_THE PROBLEM:_ Starting with the first line of the items and going on through the line with "Give the outline of every instance of the wooden", change every "banister" to "railing" and leave everything else as it is.

_SOURCE DATA:_
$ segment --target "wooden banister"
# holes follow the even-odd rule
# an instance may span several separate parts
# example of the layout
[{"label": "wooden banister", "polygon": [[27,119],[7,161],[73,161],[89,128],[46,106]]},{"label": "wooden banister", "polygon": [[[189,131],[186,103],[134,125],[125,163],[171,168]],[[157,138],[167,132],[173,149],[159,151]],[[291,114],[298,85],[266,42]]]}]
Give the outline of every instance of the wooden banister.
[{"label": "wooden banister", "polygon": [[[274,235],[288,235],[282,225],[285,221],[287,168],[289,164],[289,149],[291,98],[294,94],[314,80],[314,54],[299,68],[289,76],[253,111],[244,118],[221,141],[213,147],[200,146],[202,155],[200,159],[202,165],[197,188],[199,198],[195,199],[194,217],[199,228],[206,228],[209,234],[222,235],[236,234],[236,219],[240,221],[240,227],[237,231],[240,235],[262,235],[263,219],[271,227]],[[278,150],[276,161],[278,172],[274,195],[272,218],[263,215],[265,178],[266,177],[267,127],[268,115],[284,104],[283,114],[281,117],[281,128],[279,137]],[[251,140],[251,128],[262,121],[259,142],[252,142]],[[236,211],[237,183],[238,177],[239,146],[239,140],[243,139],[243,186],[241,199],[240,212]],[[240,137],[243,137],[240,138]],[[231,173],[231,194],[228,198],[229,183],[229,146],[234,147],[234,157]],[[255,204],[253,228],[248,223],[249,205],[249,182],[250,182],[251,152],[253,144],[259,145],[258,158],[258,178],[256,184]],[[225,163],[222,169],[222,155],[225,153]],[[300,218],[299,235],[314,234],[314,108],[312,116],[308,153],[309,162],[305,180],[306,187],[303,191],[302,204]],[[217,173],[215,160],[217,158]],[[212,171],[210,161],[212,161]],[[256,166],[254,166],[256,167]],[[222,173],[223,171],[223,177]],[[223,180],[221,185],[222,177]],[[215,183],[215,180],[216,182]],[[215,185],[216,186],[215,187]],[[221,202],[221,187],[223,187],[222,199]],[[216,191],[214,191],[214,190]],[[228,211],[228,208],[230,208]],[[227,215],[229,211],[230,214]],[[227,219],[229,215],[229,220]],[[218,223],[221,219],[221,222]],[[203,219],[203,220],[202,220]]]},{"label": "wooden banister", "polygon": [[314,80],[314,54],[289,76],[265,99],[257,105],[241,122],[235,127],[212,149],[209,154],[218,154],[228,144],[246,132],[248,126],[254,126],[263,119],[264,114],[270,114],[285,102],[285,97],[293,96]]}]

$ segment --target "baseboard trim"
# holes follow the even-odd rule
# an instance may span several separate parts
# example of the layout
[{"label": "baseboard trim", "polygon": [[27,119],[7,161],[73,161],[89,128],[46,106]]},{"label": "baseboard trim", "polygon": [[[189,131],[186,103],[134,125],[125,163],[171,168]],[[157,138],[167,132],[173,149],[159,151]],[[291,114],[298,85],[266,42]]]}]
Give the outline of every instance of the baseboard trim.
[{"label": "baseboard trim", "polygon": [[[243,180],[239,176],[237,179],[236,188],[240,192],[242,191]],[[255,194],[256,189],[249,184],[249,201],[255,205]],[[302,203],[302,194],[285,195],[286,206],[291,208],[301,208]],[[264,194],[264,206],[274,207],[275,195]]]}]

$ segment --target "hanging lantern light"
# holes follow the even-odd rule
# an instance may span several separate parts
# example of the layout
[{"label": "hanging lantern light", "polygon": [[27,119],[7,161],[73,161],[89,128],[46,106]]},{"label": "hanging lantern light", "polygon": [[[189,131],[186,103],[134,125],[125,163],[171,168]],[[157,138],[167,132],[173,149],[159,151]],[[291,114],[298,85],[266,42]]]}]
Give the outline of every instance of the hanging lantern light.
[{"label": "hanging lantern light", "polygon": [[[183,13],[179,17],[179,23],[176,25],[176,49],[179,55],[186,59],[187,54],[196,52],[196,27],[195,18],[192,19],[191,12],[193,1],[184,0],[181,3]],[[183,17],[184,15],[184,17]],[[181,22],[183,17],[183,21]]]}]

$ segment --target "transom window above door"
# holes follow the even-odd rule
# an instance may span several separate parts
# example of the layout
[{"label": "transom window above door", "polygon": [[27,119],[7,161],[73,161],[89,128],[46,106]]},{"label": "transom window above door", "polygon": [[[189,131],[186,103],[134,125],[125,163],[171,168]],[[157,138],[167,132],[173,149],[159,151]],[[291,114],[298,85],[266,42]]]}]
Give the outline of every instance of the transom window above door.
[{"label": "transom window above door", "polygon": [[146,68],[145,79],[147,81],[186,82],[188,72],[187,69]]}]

_CORRECT ANSWER:_
$ segment --target "wooden railing"
# holes follow the even-odd rule
# an instance may span several separate parts
# example of the layout
[{"label": "wooden railing", "polygon": [[27,119],[7,161],[73,161],[89,128],[46,106]]},{"label": "wooden railing", "polygon": [[[189,131],[186,103],[134,125],[125,163],[171,168]],[[157,138],[167,132],[173,149],[159,151]],[[291,114],[298,85],[266,42]]]}]
Give the outline of every instance of the wooden railing.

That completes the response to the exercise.